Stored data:
----

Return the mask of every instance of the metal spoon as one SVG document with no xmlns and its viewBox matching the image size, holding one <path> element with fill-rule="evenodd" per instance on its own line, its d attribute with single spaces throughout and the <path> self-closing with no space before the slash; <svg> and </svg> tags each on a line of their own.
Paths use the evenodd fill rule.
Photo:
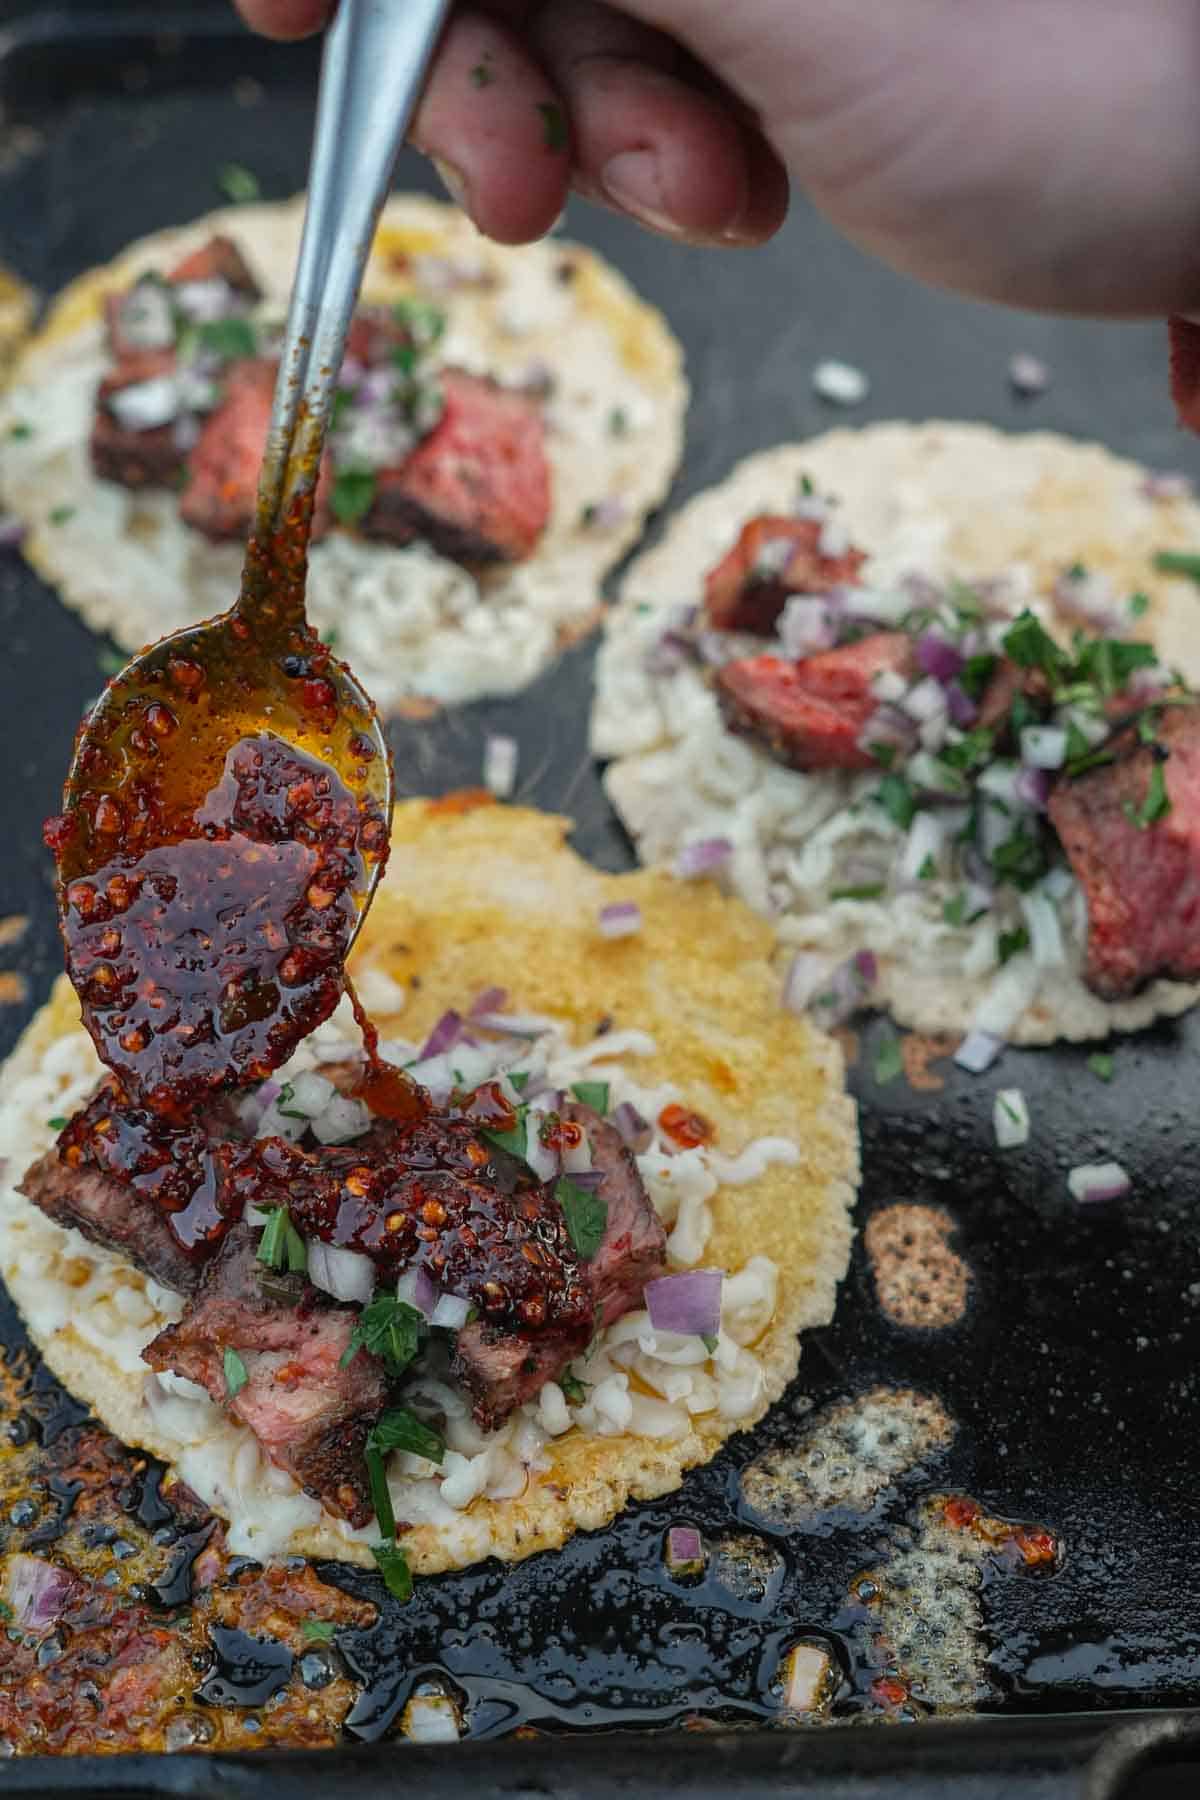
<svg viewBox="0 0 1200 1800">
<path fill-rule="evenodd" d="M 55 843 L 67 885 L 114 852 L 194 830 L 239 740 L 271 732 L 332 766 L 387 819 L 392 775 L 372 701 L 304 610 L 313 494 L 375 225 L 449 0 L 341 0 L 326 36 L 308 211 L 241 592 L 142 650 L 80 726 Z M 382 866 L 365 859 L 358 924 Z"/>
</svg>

----

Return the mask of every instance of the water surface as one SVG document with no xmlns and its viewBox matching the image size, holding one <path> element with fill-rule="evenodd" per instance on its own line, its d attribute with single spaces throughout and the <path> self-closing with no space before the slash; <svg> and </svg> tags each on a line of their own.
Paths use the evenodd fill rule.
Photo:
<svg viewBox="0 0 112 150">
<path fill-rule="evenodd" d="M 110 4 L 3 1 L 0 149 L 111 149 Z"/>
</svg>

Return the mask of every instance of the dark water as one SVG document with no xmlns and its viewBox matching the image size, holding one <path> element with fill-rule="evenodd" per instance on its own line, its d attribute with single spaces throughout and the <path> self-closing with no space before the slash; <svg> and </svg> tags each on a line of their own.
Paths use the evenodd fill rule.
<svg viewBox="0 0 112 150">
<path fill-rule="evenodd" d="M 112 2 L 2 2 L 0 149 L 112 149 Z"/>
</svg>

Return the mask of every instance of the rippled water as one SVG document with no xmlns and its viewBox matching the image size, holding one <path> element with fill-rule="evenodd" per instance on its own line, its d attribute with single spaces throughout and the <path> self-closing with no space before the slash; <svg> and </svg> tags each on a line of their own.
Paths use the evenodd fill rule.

----

__Problem__:
State how many lines of the records above contain the word "attribute", and give only that number.

__Written solution__:
4